(Excerpts from a dataset)

——————————

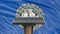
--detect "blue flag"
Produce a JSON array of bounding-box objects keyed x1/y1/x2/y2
[{"x1": 0, "y1": 0, "x2": 60, "y2": 34}]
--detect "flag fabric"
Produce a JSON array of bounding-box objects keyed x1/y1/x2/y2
[{"x1": 0, "y1": 0, "x2": 60, "y2": 34}]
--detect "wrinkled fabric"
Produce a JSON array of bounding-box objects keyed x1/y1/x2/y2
[{"x1": 0, "y1": 0, "x2": 60, "y2": 34}]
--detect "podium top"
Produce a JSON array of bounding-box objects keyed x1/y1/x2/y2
[{"x1": 13, "y1": 17, "x2": 44, "y2": 25}]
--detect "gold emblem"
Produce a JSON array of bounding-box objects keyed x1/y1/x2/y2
[{"x1": 16, "y1": 4, "x2": 43, "y2": 17}]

——————————

YOUR OBJECTIVE: Reply with nothing but the number of lines in the data that include the word "detect".

EXERCISE SOLUTION: 5